» Problems and tasks:
1: List each distinct full date (day, month and year) that appears in the Marco Magrini biography excerpt.
2: Write the next part of the Marco Magrini biography, starting after its final sentence.
(Excerpt)
President of the Province of Varese
- Incumbent
- Assumed office 30 January 2023
- Preceded by: Emanuele Antonelli

Mayor of Masciago Primo
- Incumbent
- Assumed office 22 September 2020

Mayor of Cassano Valcuvia
- In office 14 June 2004 – 27 May 2019

Personal details
- Born: 13 July 1960 (age 66) Cassano Valcuvia, Province of Varese, Italy

= Marco Magrini =

Italian politician (born 1960)

Marco Magrini (born 13 July 1960) is an Italian politician serving as president of the Province of Varese since 2023. He has served as mayor of Masciago Primo since 2020.

==Career==
Magrini entered politics in 1985 as a civic independent and was elected to the municipal council of Cassano Valcuvia, where he also served as an assessor before being elected mayor in 2004. He was re-elected for three consecutive terms, serving until 2019.
(End Excerpt)
(Material shown)
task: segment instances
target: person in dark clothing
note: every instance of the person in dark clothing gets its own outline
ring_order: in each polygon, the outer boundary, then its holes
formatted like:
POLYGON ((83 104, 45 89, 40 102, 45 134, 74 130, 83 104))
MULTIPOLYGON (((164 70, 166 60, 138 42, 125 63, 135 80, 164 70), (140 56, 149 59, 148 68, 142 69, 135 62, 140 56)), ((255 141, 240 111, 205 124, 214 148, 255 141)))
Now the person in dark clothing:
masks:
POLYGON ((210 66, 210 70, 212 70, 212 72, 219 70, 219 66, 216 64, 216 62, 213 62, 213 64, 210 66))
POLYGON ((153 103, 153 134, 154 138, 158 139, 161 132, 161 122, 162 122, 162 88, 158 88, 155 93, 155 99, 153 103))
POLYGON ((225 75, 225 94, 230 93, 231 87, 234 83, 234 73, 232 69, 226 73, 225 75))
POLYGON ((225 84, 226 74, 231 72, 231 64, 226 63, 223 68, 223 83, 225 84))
(End Material shown)
(Material shown)
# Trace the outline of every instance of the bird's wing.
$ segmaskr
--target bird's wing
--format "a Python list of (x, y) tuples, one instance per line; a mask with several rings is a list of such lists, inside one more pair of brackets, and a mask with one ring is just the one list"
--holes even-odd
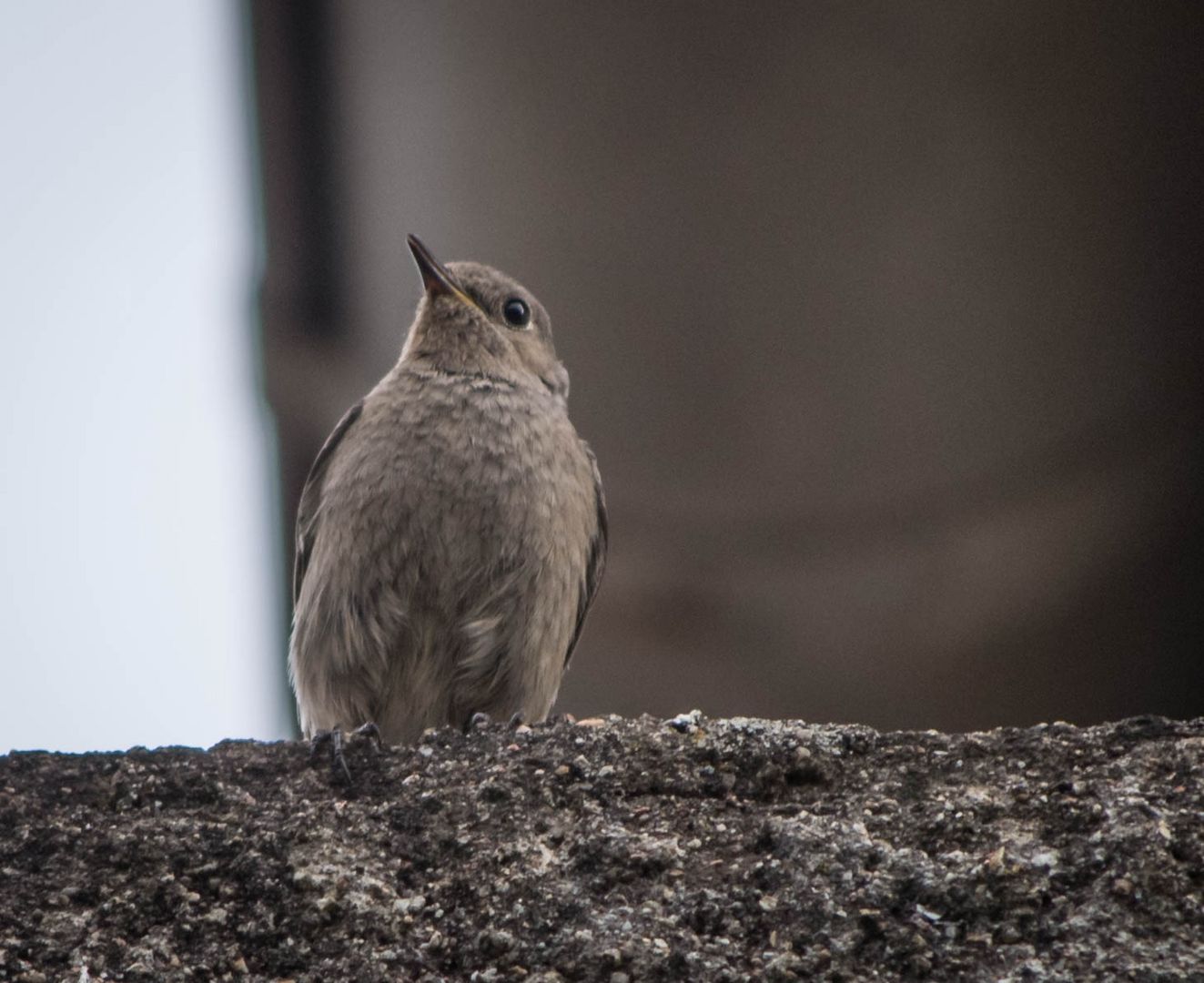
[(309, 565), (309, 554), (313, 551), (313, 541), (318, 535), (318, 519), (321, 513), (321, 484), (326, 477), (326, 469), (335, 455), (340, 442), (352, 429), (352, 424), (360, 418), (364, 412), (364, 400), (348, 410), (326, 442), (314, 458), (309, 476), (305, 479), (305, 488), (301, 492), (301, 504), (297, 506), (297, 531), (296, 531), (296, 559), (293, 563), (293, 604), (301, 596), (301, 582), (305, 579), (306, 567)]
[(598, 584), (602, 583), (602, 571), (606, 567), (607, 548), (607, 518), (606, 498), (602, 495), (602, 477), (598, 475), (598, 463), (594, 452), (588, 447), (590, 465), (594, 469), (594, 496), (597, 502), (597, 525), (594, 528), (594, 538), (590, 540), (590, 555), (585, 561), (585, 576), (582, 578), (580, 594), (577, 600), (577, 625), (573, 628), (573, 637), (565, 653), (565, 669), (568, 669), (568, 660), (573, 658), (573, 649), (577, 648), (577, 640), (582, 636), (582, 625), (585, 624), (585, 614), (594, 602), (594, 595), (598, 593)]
(End Material shown)
(Material shown)
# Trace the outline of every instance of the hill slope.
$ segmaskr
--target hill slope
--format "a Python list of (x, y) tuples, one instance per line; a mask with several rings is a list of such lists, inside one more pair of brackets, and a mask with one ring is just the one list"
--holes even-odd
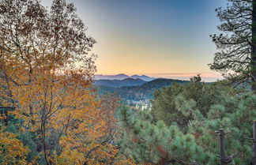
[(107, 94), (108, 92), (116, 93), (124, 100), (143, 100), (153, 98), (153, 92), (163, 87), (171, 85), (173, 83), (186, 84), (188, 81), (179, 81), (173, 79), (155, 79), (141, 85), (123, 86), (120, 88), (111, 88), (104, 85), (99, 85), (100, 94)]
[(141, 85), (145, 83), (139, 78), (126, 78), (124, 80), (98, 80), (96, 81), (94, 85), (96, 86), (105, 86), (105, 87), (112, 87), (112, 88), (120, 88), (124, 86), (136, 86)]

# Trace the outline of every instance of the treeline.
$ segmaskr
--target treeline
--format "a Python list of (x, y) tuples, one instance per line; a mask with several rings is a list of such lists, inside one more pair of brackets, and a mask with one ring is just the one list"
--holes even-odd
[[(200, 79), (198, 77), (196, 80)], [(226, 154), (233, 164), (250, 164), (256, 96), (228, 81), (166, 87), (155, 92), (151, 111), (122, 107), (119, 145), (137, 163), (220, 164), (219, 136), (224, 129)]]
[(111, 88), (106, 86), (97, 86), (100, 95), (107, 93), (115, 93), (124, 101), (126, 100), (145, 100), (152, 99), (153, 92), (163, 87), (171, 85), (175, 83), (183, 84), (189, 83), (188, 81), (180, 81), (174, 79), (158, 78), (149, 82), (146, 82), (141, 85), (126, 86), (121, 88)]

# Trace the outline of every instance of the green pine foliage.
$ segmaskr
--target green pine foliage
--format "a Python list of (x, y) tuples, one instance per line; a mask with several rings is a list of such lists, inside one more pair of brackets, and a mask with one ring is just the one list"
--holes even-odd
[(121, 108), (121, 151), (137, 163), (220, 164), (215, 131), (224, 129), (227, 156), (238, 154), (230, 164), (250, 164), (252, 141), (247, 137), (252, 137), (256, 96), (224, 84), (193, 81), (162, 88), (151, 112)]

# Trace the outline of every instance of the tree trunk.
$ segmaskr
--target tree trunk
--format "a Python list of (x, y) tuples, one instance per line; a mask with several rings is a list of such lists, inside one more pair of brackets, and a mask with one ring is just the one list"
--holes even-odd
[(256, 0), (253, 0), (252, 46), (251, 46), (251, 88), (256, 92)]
(End Material shown)
» Activity answers:
1: 13 July 1960, 14 June 2004, 27 May 2019, 22 September 2020, 30 January 2023

2:
In 2014, he entered the Provincial Council of Varese and was vice president from November 2016 to October 2018. In 2020, he was elected mayor of Masciago Primo, and reconfirmed in 2026.

In January 2023, Magrini was elected president of the Province of Varese as a civic candidate supported by the Democratic Party and other civic groups, defeating incumbent Emanuele Antonelli, the centre-right candidate, with 53.67% of the weighted vote.